Yeah I know my input really did not help much. Basically was just saying he does it the same way. Maybe if you find a better way I can pass it on to him.


----------



## Gone Fishing (Jul 31, 2001)

I think maybe the reason that I'm using 4 gallons when it only requires 2 is that my son is helping me by letting me know when he sees the colored antifreeze coming out the exhaust. Sounds like I need to get somebody to help me that is not color blind!  :lol:


----------



## waterfoul (May 18, 2005)

Speaking from years of winterizing my own and a ton of my buddies boats, 2-3 gallons for closed cooling. 4-5 for sea water cooled. The -50 doesn't have much in the way of anti-corrosive properties, so I really don't recommend it for anything metal (fine for RV applications with plastic hoses). The -60 has 3 times the corrosive protection and won't gell till it reaches -54 degrees. This is what you want in your marine engines. When was the last time it was -54 in Michigan?? The -100 stuff is WAY overkill for us here in Michigan and is basicaly a marketing ploy. Also, NEVER just drain the block and manifolds and call it done. They WILL rust causing you all kinds of issues. Plugged thermostats for one. You should warm up your motor first also... making sure the T-stat is open. Then drain the block/manifolds and run your antifreeze in till it comes out the exhaust.


----------
══════════
Tasks for this exercise:
(1) Which antifreeze ratings does the forum thread compare? List every one.
(2) Print the passage of the forum thread between "Speaking from years" and "comes out the exhaust.", inclusive.

Provided material:
══════════
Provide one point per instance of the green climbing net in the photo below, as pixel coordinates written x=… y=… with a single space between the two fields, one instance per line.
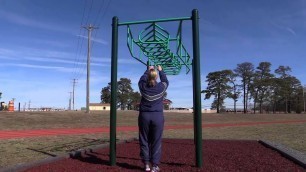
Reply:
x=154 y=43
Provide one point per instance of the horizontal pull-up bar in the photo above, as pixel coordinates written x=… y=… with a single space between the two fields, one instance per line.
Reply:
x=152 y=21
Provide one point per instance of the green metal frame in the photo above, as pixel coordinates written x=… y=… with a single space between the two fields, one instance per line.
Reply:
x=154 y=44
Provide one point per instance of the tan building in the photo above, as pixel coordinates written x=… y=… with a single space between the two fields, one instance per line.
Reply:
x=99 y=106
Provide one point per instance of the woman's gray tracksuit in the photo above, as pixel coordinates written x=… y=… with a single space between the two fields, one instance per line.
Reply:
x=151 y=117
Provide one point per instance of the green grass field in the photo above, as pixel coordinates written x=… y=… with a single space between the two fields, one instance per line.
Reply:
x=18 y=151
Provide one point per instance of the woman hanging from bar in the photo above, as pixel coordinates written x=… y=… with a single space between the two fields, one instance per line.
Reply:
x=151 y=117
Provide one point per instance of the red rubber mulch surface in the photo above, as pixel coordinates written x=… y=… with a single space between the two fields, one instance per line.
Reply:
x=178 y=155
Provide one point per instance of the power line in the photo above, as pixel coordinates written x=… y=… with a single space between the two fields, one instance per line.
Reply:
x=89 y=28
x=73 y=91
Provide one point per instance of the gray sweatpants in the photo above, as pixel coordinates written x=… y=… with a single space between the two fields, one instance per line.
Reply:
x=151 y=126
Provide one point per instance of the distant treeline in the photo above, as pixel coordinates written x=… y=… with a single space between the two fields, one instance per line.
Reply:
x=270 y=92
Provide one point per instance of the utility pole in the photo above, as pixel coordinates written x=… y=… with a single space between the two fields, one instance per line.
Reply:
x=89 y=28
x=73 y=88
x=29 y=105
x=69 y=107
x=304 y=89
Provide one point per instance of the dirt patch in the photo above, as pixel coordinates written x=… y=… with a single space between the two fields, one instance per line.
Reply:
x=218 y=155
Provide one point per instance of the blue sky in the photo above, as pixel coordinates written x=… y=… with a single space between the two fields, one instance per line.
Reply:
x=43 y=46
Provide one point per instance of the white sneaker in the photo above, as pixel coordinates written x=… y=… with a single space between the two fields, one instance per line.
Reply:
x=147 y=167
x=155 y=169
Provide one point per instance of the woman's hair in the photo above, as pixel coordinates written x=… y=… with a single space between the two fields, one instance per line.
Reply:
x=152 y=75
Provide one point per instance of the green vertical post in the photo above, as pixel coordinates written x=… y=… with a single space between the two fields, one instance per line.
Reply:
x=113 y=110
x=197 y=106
══════════
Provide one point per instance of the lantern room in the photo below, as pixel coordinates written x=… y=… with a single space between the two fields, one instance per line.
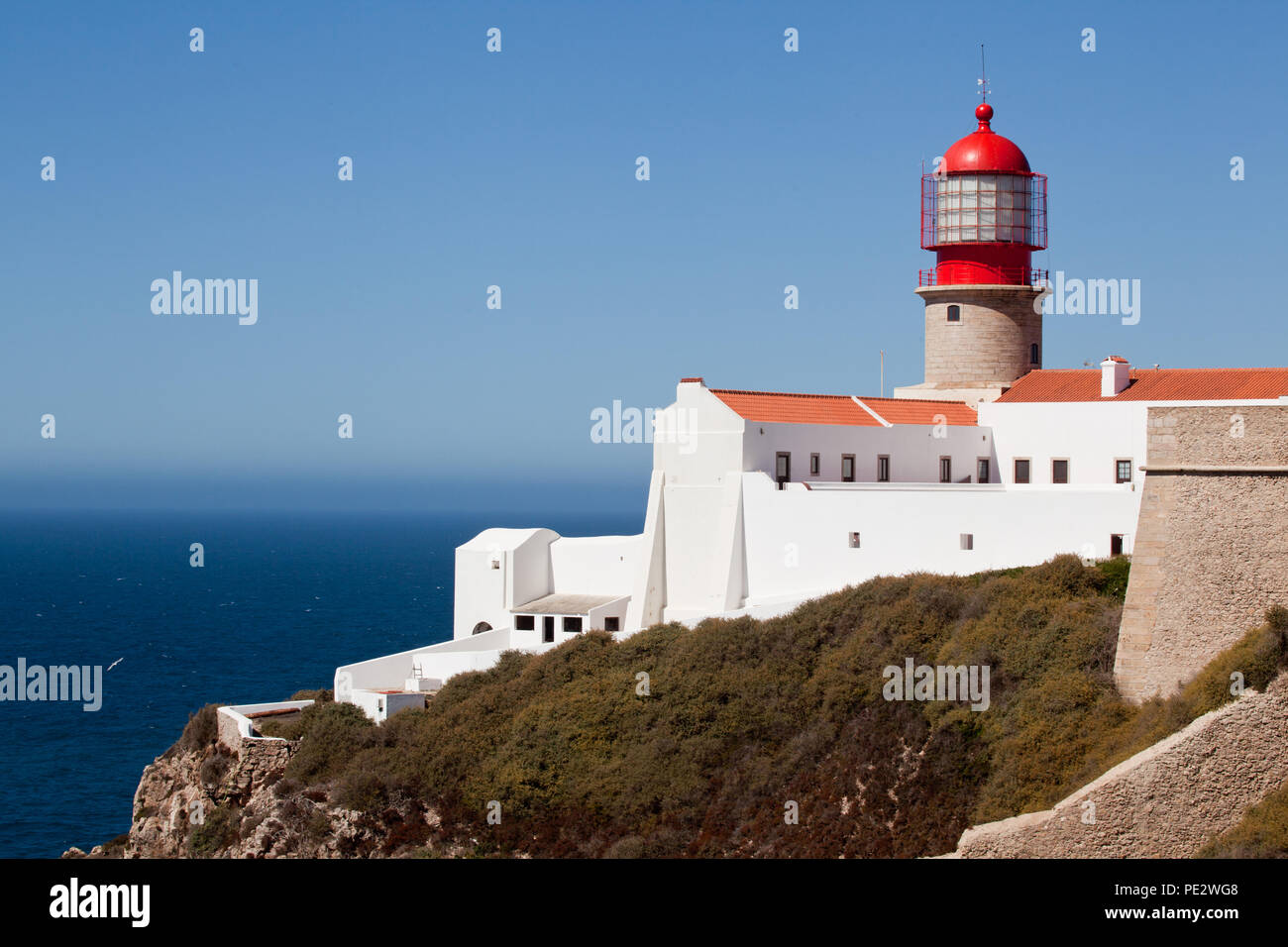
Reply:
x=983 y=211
══════════
Results for each task:
(1) -50, -60, -100

(2)
Speaking from years of winterizing my own and a ton of my buddies boats, 2-3 gallons for closed cooling. 4-5 for sea water cooled. The -50 doesn't have much in the way of anti-corrosive properties, so I really don't recommend it for anything metal (fine for RV applications with plastic hoses). The -60 has 3 times the corrosive protection and won't gell till it reaches -54 degrees. This is what you want in your marine engines. When was the last time it was -54 in Michigan?? The -100 stuff is WAY overkill for us here in Michigan and is basicaly a marketing ploy. Also, NEVER just drain the block and manifolds and call it done. They WILL rust causing you all kinds of issues. Plugged thermostats for one. You should warm up your motor first also... making sure the T-stat is open. Then drain the block/manifolds and run your antifreeze in till it comes out the exhaust.